* START Records to use *

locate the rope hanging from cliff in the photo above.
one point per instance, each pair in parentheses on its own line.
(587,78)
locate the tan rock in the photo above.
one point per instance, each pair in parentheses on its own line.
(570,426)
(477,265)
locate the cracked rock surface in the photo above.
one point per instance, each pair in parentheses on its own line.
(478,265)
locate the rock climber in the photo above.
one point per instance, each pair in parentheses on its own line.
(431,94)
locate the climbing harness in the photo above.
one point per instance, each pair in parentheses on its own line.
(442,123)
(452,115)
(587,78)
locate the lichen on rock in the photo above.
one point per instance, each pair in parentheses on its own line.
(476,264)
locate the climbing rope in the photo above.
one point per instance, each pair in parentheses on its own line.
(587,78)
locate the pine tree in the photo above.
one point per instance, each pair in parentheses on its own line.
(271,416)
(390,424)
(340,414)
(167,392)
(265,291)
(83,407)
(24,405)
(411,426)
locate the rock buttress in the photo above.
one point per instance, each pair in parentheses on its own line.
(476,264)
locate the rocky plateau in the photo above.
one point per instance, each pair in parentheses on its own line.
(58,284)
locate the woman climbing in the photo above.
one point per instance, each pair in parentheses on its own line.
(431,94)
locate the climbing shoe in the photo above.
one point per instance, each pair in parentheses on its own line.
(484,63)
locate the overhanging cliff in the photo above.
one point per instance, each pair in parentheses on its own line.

* END Records to use *
* START Records to use *

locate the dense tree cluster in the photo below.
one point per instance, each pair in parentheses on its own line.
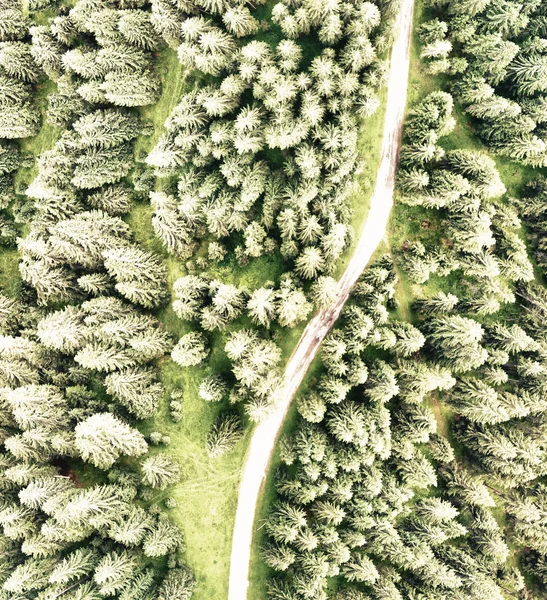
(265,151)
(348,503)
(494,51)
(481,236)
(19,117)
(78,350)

* END Records to use *
* START Records to use *

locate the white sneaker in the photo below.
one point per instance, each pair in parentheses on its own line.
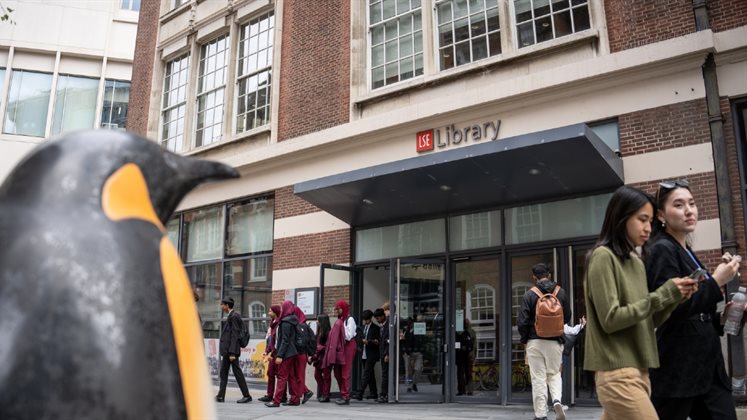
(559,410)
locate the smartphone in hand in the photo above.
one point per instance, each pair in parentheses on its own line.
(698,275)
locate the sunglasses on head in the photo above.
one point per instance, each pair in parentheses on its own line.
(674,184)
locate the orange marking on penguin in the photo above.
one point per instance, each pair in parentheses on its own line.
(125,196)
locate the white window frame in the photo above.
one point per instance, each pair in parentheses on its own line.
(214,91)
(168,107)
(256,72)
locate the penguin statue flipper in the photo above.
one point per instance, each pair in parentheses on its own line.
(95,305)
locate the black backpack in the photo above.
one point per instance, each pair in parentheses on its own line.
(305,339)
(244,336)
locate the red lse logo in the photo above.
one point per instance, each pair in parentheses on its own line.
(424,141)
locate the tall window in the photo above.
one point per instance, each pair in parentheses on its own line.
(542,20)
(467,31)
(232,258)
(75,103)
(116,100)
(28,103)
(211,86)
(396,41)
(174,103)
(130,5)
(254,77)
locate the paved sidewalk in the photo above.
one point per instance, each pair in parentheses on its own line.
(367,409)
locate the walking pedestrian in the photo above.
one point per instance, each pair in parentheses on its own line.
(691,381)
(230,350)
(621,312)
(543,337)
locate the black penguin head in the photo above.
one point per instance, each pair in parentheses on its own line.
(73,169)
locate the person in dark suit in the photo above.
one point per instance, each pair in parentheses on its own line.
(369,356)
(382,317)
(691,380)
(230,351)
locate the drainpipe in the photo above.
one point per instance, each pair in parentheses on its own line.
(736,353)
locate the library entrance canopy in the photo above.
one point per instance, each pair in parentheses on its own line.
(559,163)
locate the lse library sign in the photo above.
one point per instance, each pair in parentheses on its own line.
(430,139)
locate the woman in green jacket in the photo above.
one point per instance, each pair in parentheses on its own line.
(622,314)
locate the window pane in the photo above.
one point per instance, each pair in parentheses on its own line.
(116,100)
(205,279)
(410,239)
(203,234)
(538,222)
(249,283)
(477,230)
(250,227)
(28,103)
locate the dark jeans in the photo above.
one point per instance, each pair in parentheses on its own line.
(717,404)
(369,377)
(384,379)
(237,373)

* END Records to use *

Find each line in the entries above that contains the word "head" and copy those lines in full.

◆ **Expected answer**:
locate the sunglasses on head in the photo above.
locate the black penguin head in the photo above.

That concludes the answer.